Dataset items
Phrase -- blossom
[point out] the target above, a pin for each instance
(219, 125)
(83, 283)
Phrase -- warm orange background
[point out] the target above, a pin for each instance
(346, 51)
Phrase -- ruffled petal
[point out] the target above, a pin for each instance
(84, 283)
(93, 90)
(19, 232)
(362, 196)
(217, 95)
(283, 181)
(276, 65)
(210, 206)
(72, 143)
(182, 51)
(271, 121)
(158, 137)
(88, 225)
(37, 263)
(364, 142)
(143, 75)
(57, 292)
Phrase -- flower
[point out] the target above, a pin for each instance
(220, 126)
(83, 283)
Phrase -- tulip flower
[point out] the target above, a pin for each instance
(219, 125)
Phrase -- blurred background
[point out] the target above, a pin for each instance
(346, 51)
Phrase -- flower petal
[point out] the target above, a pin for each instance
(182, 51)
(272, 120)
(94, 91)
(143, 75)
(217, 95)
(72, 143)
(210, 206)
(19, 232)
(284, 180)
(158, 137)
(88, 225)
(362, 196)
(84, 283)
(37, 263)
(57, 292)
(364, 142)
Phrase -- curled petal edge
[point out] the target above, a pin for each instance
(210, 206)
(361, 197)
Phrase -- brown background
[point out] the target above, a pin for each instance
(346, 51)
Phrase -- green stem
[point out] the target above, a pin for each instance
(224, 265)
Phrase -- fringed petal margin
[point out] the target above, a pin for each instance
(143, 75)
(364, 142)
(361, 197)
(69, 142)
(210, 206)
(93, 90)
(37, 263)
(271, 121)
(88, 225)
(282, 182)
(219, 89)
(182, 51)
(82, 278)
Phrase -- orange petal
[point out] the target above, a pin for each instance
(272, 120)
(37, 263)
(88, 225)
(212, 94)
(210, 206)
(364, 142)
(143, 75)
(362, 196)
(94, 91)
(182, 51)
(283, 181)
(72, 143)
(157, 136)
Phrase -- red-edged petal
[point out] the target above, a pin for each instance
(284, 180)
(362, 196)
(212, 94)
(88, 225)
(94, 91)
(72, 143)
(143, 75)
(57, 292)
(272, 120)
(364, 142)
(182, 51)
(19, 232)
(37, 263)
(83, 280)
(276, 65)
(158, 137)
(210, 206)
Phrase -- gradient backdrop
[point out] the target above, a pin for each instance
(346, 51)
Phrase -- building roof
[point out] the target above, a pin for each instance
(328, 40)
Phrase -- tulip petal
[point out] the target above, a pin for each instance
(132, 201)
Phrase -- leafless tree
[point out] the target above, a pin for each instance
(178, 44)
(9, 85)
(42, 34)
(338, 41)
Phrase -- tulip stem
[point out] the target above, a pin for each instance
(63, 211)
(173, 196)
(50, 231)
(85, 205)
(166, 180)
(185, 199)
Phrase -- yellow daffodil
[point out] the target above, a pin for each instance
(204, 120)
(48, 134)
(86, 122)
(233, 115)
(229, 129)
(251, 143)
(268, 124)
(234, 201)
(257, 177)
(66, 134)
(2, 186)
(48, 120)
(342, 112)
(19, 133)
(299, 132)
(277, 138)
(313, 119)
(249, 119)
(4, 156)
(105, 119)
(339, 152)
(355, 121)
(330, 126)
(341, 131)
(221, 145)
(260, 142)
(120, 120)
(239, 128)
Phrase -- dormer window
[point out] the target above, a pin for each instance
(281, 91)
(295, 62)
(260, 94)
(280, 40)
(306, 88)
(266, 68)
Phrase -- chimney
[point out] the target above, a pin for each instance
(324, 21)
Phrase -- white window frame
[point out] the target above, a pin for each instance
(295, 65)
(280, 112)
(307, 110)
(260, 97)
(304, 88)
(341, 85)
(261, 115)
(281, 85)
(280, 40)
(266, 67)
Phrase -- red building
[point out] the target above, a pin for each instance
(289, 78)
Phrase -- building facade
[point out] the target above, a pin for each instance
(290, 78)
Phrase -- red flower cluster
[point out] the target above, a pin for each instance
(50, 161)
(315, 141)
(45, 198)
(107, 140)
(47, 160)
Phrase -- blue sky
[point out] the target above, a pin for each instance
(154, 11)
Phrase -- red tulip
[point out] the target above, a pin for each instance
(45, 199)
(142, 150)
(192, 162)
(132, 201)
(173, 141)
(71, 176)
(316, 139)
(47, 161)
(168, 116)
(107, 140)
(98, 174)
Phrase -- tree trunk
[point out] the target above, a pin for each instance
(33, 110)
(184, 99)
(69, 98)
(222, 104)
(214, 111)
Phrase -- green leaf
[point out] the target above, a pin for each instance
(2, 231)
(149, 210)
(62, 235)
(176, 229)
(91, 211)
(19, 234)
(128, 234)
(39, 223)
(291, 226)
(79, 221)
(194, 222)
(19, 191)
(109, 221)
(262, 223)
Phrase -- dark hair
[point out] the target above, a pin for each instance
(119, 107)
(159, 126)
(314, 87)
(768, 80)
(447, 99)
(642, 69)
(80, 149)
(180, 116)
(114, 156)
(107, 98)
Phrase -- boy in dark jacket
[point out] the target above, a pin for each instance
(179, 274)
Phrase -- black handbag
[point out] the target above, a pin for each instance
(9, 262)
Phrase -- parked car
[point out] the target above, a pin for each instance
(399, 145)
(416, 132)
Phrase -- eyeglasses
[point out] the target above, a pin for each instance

PROBLEM REQUIREMENTS - Could you reproduce every record above exactly as it appears?

EXERCISE RESULT -
Phrase -- blossom
[point out] the target above, a pin for each instance
(219, 125)
(83, 283)
Phrase -- warm orange background
[point out] the target above, a pin for each instance
(346, 51)
Phrase -- ruffled petal
[point out] the target above, a pin for each instance
(84, 283)
(93, 90)
(19, 232)
(362, 196)
(217, 95)
(283, 181)
(276, 65)
(210, 206)
(72, 143)
(182, 51)
(271, 121)
(158, 137)
(88, 225)
(37, 263)
(364, 142)
(143, 75)
(57, 292)
Phrase -- flower
[point out] the target above, a pin for each instance
(220, 126)
(83, 283)
Phrase -- tulip flower
[point out] the target above, a pin for each instance
(219, 125)
Phrase -- blurred background
[point out] the target above, a pin for each instance
(346, 51)
Phrase -- flower petal
[point out] the target above, a pin for each instance
(182, 51)
(272, 120)
(94, 91)
(143, 75)
(217, 95)
(72, 143)
(210, 206)
(19, 232)
(284, 180)
(158, 137)
(88, 225)
(362, 196)
(84, 283)
(37, 263)
(57, 292)
(364, 142)
Phrase -- curled petal edge
[point out] the target above, a pin for each instance
(210, 206)
(361, 197)
Phrase -- brown background
[point out] the target above, a pin for each instance
(346, 51)
Phrase -- green stem
[point out] the target above, a pin for each instance
(224, 265)
Phrase -- fringed petal margin
[point out] the target above, a pin for each instance
(143, 75)
(364, 142)
(361, 197)
(69, 142)
(210, 206)
(93, 90)
(37, 263)
(271, 121)
(88, 225)
(282, 182)
(219, 89)
(182, 51)
(82, 278)
Phrase -- orange petal
[point out] the target above, a pin for each instance
(272, 120)
(37, 263)
(88, 225)
(212, 94)
(210, 206)
(364, 142)
(143, 75)
(362, 196)
(94, 91)
(182, 51)
(283, 181)
(72, 143)
(157, 136)
Phrase -- red-edged petal
[point out] the target above, a pin for each instance
(284, 180)
(362, 196)
(212, 94)
(88, 225)
(94, 91)
(72, 143)
(143, 75)
(57, 292)
(272, 120)
(364, 142)
(182, 51)
(19, 232)
(37, 263)
(83, 280)
(276, 65)
(158, 137)
(210, 206)
Phrase -- gradient backdrop
[point out] the target above, a pin for each instance
(346, 51)
Phrase -- building roof
[point out] the target above, a pin for each instance
(328, 40)
Phrase -- tulip petal
[point out] the target above, a pin for each instance
(132, 201)
Phrase -- leafless tree
[point out] the target above, a pin for each instance
(178, 44)
(9, 85)
(42, 34)
(338, 41)
Phrase -- tulip stem
[point out] the target above, a pin for each instance
(63, 211)
(173, 196)
(50, 231)
(85, 205)
(166, 180)
(185, 199)
Phrase -- yellow daffodil
[point out] the target above, a pin for each instance
(204, 120)
(48, 134)
(86, 122)
(233, 115)
(229, 129)
(251, 143)
(268, 124)
(234, 201)
(257, 177)
(66, 134)
(2, 186)
(48, 120)
(342, 112)
(19, 133)
(299, 132)
(277, 138)
(313, 119)
(249, 119)
(4, 156)
(105, 119)
(339, 152)
(355, 121)
(330, 126)
(341, 131)
(221, 145)
(260, 142)
(120, 120)
(239, 128)
Phrase -- dormer window
[point out] the target above, a pin for each instance
(281, 91)
(295, 62)
(260, 94)
(280, 40)
(306, 88)
(266, 68)
Phrase -- chimney
[point out] the target above, a pin for each instance
(324, 21)
Phrase -- white window frame
[point out] the target above, a pin for each instance
(295, 65)
(280, 112)
(307, 110)
(260, 97)
(304, 88)
(341, 85)
(261, 115)
(281, 85)
(280, 40)
(266, 67)
Phrase -- red building
[point out] the target above, a pin for each instance
(289, 78)
Phrase -- building facade
[point out] the target above, a pin for each instance
(290, 78)
Phrase -- red flower cluster
[point out] the target above, a pin for each instance
(50, 161)
(315, 141)
(45, 198)
(107, 140)
(47, 160)
Phrase -- blue sky
[point out] the target above, a pin for each instance
(154, 11)
Phrase -- red tulip
[point out] the target above, a pin for each instance
(45, 199)
(142, 150)
(192, 162)
(132, 201)
(173, 141)
(71, 176)
(316, 139)
(47, 161)
(168, 116)
(107, 140)
(98, 174)
Phrase -- tree trunk
[point out] the target above, a pin for each instance
(33, 110)
(184, 99)
(69, 98)
(222, 104)
(214, 111)
Phrase -- green leaf
[point out] the target above, a pin for each instance
(2, 231)
(149, 210)
(62, 235)
(176, 229)
(91, 211)
(19, 234)
(128, 234)
(39, 223)
(291, 226)
(79, 221)
(194, 222)
(19, 191)
(109, 221)
(262, 223)
Phrase -- dark hair
[point out] the target above, a pin for each instance
(119, 107)
(159, 126)
(314, 87)
(768, 80)
(447, 99)
(642, 69)
(80, 149)
(180, 116)
(114, 156)
(107, 98)
Phrase -- boy in dark jacket
[point out] the target above, a pin for each instance
(179, 274)
Phrase -- black handbag
[point out] the target above, a pin for each instance
(9, 262)
Phrase -- parked car
[point out] the target above, a pin for each instance
(399, 145)
(416, 132)
Phrase -- eyeglasses
[point out] the target above, a pin for each instance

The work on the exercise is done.